(Records)
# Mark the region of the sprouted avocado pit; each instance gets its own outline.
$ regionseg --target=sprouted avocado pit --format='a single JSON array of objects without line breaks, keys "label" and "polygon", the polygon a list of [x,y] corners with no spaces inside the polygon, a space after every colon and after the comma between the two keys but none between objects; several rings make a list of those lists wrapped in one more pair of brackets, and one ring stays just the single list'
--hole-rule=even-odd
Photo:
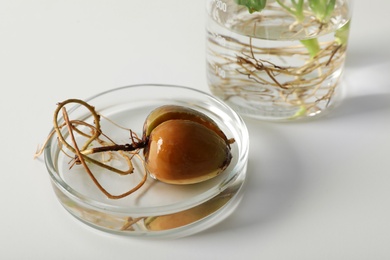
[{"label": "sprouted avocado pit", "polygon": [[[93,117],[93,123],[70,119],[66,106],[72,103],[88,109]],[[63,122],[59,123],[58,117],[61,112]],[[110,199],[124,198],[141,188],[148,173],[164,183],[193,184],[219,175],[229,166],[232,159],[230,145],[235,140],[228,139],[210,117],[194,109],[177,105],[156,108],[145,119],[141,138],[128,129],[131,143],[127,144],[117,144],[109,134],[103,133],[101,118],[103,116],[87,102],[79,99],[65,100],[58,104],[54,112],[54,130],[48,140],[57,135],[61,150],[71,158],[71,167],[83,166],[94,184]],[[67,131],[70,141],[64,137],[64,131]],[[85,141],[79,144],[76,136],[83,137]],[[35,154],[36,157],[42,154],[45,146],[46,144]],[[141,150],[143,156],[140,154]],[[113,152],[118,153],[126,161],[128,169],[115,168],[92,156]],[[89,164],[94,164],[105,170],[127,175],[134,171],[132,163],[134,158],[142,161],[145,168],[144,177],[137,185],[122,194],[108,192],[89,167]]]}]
(End Records)
Problem to solve
Your answer must be an exact copy of every entry, with no pictures in it.

Exercise result
# Mark the region of the sprouted avocado pit; each instance gets its own outline.
$ regionseg --target=sprouted avocado pit --format='a single JSON array of objects without line breaks, keys "label" and "polygon", the polygon a list of [x,y] corners with no spaces inside the polygon, a space after every colon and after the comma between the two keys but none between objects; several rings make a list of those lists wrapped in one more pair of brackets, and one ring stays just the single list'
--hole-rule=even-odd
Photo:
[{"label": "sprouted avocado pit", "polygon": [[[93,117],[93,123],[70,119],[66,106],[72,103],[88,109]],[[63,122],[59,123],[58,117],[61,112]],[[110,199],[124,198],[141,188],[148,173],[164,183],[193,184],[219,175],[229,166],[232,159],[230,145],[235,140],[228,139],[210,117],[194,109],[177,105],[156,108],[145,119],[141,138],[128,129],[131,143],[127,144],[117,144],[109,134],[103,133],[101,118],[103,116],[87,102],[79,99],[65,100],[58,104],[54,112],[54,130],[48,140],[57,135],[61,150],[71,158],[71,167],[83,166],[94,184]],[[67,131],[70,141],[64,137],[64,131]],[[85,141],[79,144],[76,136],[83,137]],[[35,154],[36,157],[42,154],[45,146],[46,144]],[[141,150],[143,156],[140,154]],[[113,152],[118,153],[126,161],[128,169],[115,168],[92,156]],[[89,164],[94,164],[105,170],[127,175],[134,171],[132,163],[134,158],[142,161],[145,168],[144,177],[137,185],[122,194],[108,192],[89,167]]]}]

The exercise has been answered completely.